(Dataset excerpts on object pointing)

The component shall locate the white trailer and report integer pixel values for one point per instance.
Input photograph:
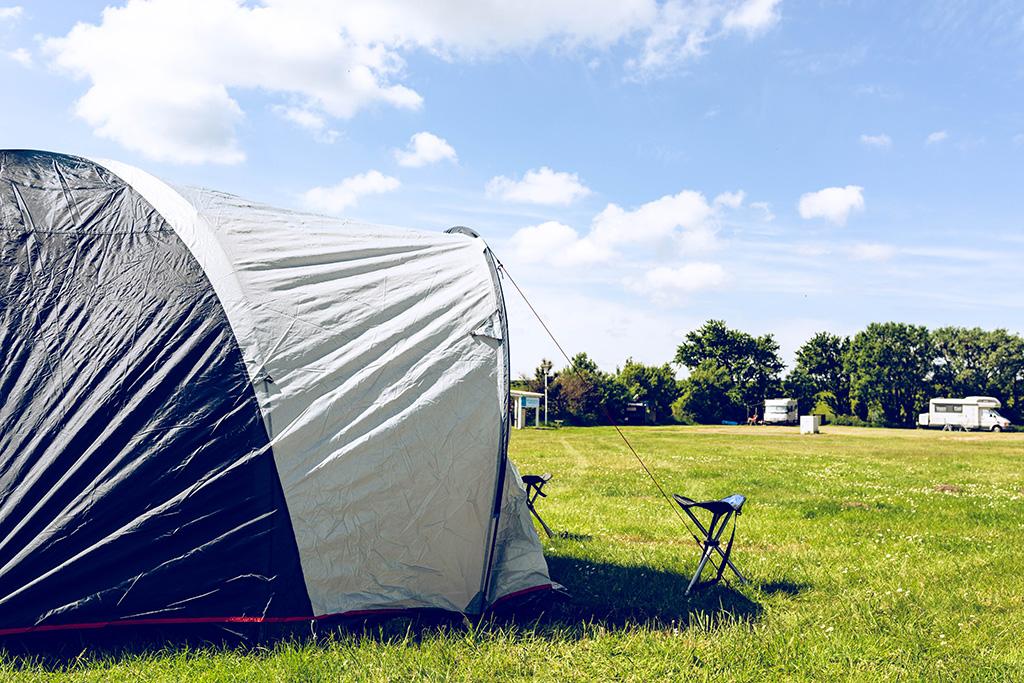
(781, 412)
(965, 414)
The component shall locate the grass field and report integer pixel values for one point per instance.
(872, 554)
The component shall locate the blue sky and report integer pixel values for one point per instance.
(640, 166)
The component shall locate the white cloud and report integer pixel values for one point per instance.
(730, 200)
(881, 140)
(555, 244)
(754, 16)
(685, 220)
(347, 193)
(833, 204)
(22, 56)
(539, 186)
(765, 209)
(687, 212)
(665, 283)
(313, 122)
(425, 148)
(872, 252)
(163, 75)
(161, 72)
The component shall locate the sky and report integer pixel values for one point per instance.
(638, 166)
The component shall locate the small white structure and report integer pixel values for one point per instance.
(810, 424)
(971, 413)
(525, 400)
(780, 412)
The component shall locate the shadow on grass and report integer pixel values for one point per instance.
(607, 595)
(617, 596)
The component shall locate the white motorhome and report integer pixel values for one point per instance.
(971, 413)
(781, 412)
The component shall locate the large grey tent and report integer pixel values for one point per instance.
(213, 411)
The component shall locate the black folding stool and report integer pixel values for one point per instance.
(535, 482)
(721, 512)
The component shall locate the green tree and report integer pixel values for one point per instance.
(974, 361)
(654, 384)
(753, 364)
(821, 359)
(707, 396)
(586, 395)
(890, 367)
(1006, 367)
(798, 384)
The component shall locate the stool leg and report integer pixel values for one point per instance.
(547, 528)
(696, 575)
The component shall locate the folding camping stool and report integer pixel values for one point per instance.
(535, 484)
(721, 512)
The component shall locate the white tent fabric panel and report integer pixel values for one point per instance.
(378, 360)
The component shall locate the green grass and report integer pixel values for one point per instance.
(873, 555)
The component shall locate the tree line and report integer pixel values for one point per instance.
(882, 376)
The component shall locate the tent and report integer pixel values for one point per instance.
(214, 411)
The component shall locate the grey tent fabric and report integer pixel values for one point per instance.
(376, 359)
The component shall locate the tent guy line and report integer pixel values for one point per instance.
(607, 416)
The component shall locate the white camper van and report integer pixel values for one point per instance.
(781, 412)
(970, 413)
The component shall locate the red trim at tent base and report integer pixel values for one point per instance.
(44, 628)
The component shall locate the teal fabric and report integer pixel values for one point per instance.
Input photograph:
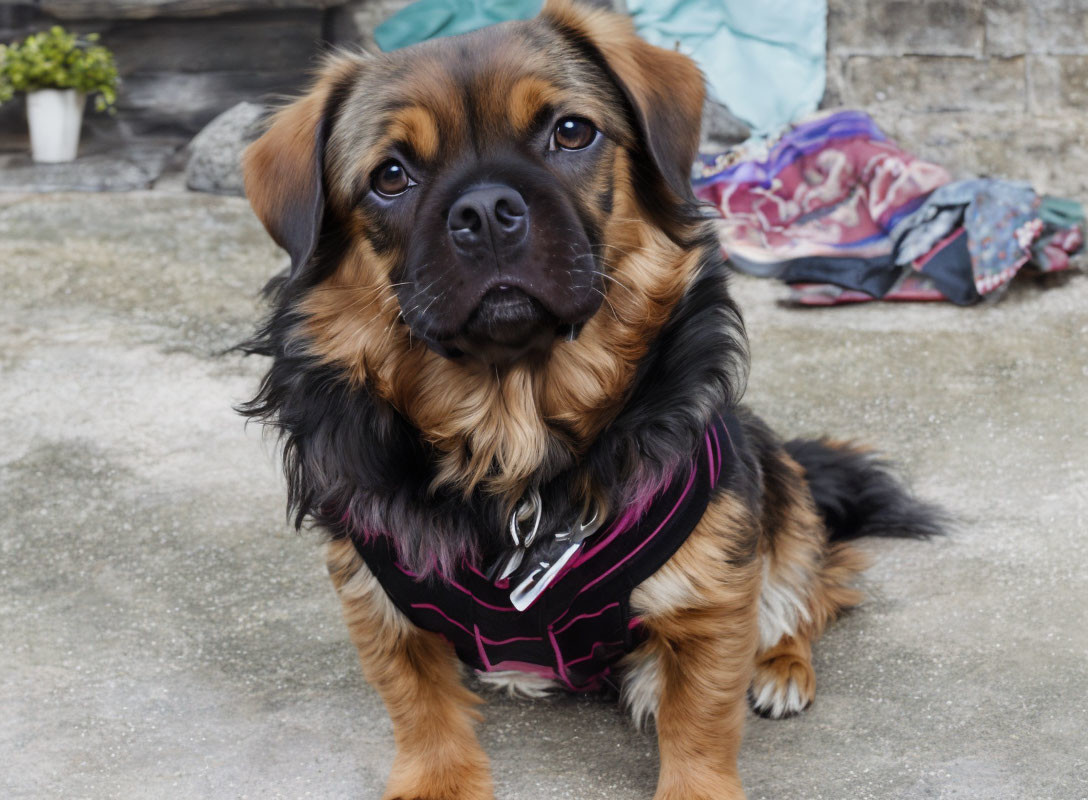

(Stated exercise)
Reproduce every line of the material, from the line containing "The component shall locate the grey" through the end of the material, offsetting each coordinate in the answers by adding 136. Leave the pictures out of your reply.

(Exercise result)
The component shall locate the grey tent fabric and report integer pixel values for one point per instance.
(512, 495)
The component shall locate the tent guy line and report integer pixel values for one point per instance.
(743, 552)
The component shall locate the white camper van and report integer pixel values for one point per instance.
(917, 548)
(1106, 549)
The component shall locate the red trim at tent base and report integer pixel values for one point per instance.
(180, 764)
The component shall locate the teal fabric and report integer pixel values for one point per instance.
Input photograph:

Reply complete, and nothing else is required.